- **Try it**
Please return the lines below verbatim, beginning at the one that has "Where can you spot the jungle" and stopping after the one that has "Where can you spot the rocky", and add no other lines.

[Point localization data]
++++++++++

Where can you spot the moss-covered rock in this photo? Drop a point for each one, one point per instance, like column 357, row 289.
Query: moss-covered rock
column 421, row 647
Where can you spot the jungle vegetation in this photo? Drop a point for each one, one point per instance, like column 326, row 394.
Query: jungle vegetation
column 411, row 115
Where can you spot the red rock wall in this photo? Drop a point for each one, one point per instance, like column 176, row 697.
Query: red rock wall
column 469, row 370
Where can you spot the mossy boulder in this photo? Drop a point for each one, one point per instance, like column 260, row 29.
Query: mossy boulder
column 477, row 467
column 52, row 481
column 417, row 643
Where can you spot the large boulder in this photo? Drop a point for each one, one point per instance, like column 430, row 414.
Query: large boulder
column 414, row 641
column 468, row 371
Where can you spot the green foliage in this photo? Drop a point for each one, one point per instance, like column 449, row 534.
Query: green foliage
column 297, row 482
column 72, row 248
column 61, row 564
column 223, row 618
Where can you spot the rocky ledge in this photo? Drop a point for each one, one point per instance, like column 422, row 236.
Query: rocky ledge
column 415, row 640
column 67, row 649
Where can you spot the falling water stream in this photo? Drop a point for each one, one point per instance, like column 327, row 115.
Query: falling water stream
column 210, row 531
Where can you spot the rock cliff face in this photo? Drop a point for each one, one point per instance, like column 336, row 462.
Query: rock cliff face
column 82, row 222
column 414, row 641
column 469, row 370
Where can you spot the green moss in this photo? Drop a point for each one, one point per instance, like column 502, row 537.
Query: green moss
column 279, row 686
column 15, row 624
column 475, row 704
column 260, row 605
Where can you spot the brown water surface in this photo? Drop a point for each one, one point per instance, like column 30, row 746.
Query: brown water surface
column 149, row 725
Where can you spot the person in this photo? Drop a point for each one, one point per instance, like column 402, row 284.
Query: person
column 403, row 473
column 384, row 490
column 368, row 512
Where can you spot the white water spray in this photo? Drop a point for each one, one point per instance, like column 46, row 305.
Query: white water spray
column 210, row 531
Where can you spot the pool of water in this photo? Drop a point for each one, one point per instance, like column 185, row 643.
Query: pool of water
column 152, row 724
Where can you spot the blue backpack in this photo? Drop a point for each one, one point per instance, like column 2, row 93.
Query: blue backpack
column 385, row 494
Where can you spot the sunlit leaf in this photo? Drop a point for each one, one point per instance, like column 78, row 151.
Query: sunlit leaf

++++++++++

- **Completed exercise**
Where can you spot the jungle vegetation in this photo? Drop a point for each one, one point per instance, like column 326, row 394.
Query: jungle vegetation
column 411, row 115
Where can you spot the red rock wall in this photo? Drop a point for each one, one point per instance, like column 176, row 697.
Query: red rock wall
column 469, row 370
Where can you spot the mossy boulder in this photo? Drop a point for each one, one point per instance, like column 260, row 29.
Query: mossy boulder
column 477, row 467
column 52, row 481
column 417, row 643
Where can you spot the large boulder in this photo? Drop a point for each one, one point per instance, like column 430, row 414.
Query: large boulder
column 414, row 641
column 468, row 371
Where can you spot the green foliage in this photo? Drop a point for each one, one point per instance, like column 449, row 534.
Query: green foliage
column 297, row 482
column 72, row 248
column 61, row 564
column 223, row 618
Where can you spot the rocky ledge in this photo? Drop a point for each one, one point per instance, like column 422, row 236.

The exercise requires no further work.